» REQUIREMENT: Repeat the material below word for word, beginning with its first line and ending with the line that contains "58L99 49L98 48L98", including that line.

A data block

◇ ◇ ◇ ◇ ◇ ◇ ◇

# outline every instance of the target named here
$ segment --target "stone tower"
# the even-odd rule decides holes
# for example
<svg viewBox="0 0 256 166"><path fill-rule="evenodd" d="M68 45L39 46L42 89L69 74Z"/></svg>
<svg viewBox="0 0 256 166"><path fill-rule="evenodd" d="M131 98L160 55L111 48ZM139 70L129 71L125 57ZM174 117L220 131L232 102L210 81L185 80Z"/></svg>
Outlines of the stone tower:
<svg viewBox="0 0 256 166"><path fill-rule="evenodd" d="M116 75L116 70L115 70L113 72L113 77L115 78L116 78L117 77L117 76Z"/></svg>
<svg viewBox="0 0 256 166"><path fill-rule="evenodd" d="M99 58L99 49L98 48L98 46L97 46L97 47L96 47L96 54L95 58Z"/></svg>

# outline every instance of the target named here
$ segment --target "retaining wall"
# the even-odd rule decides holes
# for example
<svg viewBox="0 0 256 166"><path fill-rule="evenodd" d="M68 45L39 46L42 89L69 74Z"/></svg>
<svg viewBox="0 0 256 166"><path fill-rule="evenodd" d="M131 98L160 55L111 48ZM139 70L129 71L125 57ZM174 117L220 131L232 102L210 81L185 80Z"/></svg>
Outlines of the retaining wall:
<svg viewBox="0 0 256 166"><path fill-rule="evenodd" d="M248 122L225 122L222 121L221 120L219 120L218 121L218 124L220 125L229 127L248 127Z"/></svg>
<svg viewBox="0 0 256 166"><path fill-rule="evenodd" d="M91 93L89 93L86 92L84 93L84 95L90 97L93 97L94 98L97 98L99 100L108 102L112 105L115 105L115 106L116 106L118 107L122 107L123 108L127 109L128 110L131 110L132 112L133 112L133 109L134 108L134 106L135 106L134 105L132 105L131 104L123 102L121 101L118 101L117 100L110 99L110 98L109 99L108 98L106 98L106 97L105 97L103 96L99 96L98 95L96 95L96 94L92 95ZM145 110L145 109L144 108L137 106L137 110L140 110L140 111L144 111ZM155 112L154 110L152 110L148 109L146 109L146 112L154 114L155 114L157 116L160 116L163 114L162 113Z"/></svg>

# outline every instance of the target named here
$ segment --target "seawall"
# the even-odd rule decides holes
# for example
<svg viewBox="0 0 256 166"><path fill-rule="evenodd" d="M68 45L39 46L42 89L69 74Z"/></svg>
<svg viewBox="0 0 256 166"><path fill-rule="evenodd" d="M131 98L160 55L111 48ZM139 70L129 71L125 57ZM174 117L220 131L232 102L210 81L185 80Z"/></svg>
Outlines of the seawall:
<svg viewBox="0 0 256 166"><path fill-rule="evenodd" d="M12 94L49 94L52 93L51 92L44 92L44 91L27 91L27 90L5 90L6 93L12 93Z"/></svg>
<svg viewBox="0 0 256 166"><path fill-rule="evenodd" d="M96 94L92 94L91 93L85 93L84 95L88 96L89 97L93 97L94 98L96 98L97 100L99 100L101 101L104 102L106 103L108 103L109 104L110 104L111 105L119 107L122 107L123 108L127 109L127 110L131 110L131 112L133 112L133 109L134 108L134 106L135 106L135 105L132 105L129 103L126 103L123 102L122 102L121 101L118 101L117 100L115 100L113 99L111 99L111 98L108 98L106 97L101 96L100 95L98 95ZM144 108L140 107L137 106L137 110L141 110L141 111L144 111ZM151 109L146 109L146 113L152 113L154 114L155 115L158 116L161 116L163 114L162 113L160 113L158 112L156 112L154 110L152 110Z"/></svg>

◇ ◇ ◇ ◇ ◇ ◇ ◇

» COMPLETE OUTPUT:
# outline every instance of the target named here
$ segment --target "stone tower"
# the even-odd rule decides holes
# for example
<svg viewBox="0 0 256 166"><path fill-rule="evenodd" d="M68 45L39 46L42 89L69 74Z"/></svg>
<svg viewBox="0 0 256 166"><path fill-rule="evenodd" d="M131 98L160 55L111 48ZM139 70L129 71L125 57ZM174 117L220 131L232 102L210 81L185 80Z"/></svg>
Outlines of the stone tower:
<svg viewBox="0 0 256 166"><path fill-rule="evenodd" d="M116 75L116 70L115 70L113 72L113 77L115 78L116 78L117 77L117 76Z"/></svg>
<svg viewBox="0 0 256 166"><path fill-rule="evenodd" d="M99 58L99 49L98 48L98 46L97 46L97 47L96 47L96 54L95 58Z"/></svg>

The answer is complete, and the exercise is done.